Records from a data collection
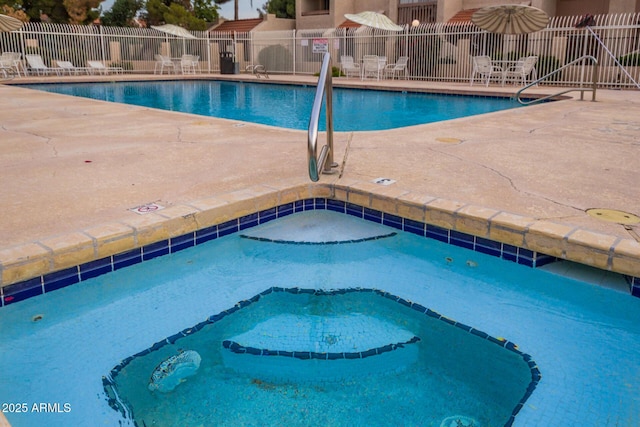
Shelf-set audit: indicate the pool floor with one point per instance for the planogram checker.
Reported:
(55, 348)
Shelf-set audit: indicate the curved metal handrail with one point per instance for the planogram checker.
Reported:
(325, 161)
(580, 89)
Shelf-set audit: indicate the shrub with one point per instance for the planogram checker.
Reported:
(275, 55)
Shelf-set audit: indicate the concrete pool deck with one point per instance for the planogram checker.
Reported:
(73, 171)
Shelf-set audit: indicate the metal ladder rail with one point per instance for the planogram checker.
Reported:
(580, 89)
(325, 161)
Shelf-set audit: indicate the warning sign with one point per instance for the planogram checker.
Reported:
(320, 45)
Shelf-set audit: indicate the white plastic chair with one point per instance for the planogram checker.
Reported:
(163, 62)
(484, 68)
(99, 67)
(68, 67)
(521, 70)
(372, 66)
(400, 67)
(37, 64)
(349, 66)
(189, 64)
(10, 62)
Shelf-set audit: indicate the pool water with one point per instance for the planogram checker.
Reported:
(328, 380)
(61, 347)
(287, 106)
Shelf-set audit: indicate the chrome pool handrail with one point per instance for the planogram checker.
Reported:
(325, 161)
(581, 89)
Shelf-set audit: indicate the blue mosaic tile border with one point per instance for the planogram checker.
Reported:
(49, 282)
(234, 347)
(337, 242)
(108, 382)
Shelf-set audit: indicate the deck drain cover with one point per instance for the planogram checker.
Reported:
(449, 140)
(613, 215)
(148, 208)
(384, 181)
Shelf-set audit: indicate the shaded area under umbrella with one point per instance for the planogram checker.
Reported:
(510, 19)
(174, 30)
(373, 20)
(8, 23)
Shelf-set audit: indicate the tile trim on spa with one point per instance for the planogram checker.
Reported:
(20, 291)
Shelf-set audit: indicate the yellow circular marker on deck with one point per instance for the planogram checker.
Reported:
(612, 215)
(449, 140)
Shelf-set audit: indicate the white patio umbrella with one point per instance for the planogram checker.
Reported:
(510, 19)
(177, 31)
(374, 20)
(174, 30)
(8, 23)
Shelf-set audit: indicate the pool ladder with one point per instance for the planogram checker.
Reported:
(324, 162)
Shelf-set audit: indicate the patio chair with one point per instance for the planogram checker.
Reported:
(521, 70)
(163, 62)
(372, 66)
(257, 70)
(68, 67)
(483, 67)
(10, 63)
(400, 67)
(349, 66)
(37, 65)
(189, 64)
(99, 67)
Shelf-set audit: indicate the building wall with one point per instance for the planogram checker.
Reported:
(448, 8)
(271, 23)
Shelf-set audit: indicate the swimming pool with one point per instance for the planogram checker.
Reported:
(57, 347)
(287, 106)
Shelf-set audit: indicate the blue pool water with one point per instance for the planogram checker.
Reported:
(60, 348)
(287, 106)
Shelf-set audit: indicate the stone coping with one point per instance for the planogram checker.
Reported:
(57, 253)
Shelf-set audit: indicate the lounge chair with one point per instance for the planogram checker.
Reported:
(400, 67)
(68, 67)
(485, 69)
(521, 70)
(99, 67)
(37, 65)
(163, 62)
(349, 66)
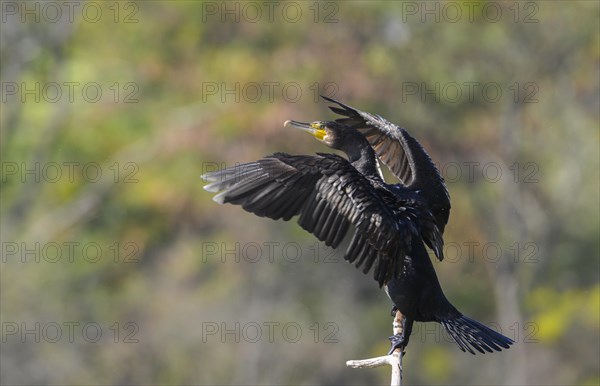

→ **GIVEN PROBLEM**
State how many lines of the listing above contain the string "ladder". Case counts, and the reply should be the number alone.

→ **SOLUTION TO THIS EXERCISE**
2